(PROBLEM REQUIREMENTS) Go through the entries one line at a time, and gather every line that has the word "below".

(SOURCE RECORDS)
>>>>>
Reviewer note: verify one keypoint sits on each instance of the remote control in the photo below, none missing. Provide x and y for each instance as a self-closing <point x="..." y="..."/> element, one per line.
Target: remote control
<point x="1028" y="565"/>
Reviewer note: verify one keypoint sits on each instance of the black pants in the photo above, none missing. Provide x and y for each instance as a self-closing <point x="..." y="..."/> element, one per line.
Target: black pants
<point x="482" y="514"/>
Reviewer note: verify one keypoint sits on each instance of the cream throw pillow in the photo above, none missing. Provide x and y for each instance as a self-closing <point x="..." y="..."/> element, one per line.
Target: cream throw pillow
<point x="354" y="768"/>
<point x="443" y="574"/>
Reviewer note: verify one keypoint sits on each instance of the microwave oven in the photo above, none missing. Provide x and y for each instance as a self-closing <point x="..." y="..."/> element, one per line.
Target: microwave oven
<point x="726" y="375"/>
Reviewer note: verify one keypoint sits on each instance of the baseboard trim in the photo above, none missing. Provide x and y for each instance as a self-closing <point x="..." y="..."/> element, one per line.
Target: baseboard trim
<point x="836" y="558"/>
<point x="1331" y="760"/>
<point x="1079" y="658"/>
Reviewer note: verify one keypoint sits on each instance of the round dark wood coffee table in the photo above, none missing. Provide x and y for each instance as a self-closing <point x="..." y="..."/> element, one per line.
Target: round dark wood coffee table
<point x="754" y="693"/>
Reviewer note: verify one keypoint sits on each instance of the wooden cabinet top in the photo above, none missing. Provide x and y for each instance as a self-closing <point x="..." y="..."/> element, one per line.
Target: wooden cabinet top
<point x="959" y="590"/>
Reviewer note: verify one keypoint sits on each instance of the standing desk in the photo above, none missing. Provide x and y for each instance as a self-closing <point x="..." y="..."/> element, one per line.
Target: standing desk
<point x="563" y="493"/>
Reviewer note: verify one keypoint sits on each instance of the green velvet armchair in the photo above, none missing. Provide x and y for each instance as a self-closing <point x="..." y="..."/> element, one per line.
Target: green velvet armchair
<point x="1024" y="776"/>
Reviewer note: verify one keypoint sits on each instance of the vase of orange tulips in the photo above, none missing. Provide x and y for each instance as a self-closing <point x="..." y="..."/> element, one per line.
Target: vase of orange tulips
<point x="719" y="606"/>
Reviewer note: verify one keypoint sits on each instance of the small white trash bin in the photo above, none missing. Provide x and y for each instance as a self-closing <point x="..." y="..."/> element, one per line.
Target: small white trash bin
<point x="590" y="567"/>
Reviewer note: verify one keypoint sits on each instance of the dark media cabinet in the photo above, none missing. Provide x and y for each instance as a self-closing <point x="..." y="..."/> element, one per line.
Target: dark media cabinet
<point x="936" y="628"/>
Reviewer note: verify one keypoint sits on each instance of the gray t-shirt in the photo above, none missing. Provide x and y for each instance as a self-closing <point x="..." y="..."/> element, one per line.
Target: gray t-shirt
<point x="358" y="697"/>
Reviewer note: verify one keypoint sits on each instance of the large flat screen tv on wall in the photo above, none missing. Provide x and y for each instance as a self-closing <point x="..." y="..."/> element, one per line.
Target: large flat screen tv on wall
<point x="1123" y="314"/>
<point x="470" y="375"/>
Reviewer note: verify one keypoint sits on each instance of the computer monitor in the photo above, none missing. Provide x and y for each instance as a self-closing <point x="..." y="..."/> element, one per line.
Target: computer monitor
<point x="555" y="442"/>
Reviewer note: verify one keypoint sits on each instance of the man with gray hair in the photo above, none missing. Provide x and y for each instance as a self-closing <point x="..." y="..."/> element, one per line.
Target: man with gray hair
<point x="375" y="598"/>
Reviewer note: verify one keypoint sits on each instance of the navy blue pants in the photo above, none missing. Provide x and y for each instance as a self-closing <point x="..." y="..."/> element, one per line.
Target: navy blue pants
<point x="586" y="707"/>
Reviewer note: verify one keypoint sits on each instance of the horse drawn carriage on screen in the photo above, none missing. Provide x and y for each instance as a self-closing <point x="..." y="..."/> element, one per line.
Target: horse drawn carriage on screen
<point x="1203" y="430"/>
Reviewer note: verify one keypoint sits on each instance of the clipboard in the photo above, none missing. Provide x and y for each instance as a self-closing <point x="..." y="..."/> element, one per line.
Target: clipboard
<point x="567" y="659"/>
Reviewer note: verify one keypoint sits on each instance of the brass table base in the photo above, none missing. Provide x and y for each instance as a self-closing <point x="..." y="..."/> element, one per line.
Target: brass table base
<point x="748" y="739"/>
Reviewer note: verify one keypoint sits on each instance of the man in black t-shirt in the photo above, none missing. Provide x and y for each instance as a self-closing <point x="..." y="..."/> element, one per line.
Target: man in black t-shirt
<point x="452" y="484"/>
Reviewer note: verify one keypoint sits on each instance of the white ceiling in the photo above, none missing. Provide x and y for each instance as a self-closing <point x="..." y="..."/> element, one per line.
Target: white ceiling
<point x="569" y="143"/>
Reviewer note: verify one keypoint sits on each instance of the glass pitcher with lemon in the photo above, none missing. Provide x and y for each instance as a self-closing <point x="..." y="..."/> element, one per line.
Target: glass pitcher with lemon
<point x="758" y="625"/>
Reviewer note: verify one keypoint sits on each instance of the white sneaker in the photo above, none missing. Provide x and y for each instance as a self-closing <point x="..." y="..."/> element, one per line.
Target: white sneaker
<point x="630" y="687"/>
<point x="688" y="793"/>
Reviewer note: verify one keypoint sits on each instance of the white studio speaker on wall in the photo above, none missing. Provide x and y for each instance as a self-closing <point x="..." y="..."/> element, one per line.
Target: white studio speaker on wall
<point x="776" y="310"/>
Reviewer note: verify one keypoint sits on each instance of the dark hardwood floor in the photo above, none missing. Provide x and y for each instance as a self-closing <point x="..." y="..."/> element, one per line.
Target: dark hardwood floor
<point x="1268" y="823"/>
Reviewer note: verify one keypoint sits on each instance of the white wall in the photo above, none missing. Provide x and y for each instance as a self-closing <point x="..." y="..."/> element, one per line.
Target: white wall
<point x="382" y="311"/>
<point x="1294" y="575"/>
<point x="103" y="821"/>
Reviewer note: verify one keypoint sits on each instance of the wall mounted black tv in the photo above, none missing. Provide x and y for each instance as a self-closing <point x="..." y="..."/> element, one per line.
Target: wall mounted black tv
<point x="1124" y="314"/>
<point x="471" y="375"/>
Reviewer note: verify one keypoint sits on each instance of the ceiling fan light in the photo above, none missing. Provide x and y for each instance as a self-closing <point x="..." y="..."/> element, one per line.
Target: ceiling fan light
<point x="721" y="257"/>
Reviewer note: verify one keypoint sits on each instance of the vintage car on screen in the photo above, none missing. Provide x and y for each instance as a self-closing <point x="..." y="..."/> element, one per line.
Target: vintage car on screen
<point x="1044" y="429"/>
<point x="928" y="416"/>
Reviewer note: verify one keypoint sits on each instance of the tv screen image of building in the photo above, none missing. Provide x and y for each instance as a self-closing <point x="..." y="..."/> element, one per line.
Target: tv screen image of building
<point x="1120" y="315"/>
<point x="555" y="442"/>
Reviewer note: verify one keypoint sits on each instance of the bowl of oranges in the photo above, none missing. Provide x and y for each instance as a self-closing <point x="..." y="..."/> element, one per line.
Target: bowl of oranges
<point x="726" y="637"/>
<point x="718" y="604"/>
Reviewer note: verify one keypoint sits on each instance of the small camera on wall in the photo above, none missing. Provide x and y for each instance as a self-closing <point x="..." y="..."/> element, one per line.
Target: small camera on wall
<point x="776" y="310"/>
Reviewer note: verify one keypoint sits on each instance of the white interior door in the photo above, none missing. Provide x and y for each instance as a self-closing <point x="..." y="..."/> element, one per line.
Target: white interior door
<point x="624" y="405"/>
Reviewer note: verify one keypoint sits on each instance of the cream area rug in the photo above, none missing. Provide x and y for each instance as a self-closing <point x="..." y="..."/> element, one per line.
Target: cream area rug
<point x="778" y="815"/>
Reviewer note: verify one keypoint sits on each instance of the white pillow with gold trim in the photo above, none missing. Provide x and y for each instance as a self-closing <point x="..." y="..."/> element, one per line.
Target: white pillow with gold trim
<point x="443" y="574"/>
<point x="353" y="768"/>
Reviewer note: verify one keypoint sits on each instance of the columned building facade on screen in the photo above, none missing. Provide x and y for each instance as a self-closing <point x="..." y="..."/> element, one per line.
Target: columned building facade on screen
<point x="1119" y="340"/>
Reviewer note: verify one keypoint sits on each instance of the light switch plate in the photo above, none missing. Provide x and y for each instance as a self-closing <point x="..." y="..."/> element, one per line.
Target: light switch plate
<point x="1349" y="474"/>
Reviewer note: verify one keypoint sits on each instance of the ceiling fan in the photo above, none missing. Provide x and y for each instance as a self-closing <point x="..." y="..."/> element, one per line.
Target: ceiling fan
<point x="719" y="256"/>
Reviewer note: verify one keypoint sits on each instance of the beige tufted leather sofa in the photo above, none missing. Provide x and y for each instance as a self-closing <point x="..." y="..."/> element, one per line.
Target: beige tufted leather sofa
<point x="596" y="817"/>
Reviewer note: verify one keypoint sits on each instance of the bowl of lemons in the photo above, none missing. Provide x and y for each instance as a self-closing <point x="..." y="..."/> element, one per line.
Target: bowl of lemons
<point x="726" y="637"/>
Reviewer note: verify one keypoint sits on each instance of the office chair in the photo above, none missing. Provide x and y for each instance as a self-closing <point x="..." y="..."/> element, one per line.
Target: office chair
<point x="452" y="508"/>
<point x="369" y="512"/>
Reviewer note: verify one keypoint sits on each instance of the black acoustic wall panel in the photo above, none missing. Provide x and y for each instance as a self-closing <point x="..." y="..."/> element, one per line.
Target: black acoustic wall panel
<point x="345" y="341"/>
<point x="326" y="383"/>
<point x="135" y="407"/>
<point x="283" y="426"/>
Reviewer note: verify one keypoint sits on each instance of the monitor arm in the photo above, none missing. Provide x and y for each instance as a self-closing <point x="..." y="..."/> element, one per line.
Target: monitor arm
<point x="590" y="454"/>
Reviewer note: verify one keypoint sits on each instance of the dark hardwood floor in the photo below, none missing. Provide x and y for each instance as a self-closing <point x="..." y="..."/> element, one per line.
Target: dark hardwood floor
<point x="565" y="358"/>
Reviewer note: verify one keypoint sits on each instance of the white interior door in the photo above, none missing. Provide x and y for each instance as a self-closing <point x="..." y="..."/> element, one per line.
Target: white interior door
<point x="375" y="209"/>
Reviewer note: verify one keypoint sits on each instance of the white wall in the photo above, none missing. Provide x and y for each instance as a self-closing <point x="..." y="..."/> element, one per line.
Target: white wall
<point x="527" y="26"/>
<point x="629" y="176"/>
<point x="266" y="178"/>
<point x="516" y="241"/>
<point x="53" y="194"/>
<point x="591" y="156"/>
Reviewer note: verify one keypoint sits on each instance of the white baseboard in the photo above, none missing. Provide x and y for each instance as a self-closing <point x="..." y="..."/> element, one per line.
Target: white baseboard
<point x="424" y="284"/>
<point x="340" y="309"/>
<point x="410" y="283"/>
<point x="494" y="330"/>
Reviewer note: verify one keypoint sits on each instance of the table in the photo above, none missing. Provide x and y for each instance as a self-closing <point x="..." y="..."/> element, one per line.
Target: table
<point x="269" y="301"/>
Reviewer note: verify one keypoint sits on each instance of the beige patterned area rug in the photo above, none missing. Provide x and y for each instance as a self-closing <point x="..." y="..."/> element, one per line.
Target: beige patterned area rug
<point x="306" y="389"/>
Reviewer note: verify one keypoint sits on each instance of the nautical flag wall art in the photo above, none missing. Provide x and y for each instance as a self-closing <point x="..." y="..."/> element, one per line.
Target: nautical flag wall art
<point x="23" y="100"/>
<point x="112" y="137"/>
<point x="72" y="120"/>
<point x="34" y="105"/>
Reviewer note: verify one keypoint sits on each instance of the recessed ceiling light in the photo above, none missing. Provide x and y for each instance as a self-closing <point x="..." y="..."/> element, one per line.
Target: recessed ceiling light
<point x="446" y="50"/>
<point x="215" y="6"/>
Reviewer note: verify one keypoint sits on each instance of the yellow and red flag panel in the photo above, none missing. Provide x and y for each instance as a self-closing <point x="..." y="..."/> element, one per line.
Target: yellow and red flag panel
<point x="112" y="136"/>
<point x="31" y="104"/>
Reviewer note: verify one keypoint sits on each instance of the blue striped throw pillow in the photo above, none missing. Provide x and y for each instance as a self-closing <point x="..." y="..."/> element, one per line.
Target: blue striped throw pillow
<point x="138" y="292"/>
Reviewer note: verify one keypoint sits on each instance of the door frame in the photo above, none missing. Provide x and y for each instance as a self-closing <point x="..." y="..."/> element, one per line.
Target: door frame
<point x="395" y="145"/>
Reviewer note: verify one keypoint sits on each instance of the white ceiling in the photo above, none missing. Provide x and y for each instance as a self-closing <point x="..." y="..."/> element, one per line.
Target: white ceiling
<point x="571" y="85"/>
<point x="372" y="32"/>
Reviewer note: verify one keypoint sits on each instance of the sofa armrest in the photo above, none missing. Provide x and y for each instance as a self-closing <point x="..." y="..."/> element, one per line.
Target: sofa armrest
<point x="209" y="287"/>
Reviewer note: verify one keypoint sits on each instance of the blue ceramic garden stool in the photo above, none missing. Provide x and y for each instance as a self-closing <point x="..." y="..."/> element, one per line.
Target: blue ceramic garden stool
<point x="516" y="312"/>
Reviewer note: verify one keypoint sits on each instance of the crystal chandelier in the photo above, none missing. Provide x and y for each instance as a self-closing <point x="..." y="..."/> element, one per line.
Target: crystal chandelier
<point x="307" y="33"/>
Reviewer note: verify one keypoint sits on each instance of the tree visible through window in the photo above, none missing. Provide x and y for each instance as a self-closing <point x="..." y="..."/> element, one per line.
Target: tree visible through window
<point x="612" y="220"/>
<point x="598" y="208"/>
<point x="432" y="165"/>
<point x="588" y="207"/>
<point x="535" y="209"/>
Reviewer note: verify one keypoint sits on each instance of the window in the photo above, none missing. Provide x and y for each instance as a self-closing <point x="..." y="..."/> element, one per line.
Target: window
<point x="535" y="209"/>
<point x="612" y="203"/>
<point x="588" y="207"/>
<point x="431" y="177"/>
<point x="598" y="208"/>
<<<<<
(ANSWER FOR THE TASK)
Reviewer note: verify one keypoint sits on each instance of the remote control in the photo below, none missing. Provide x and y for each instance as a self-closing <point x="..." y="..."/> element, one per line.
Reviewer note: verify one keypoint sits on each instance of the dark hardwood floor in the photo below, none missing. Provide x and y for each instance as a self-closing <point x="..." y="..."/> element, one per line.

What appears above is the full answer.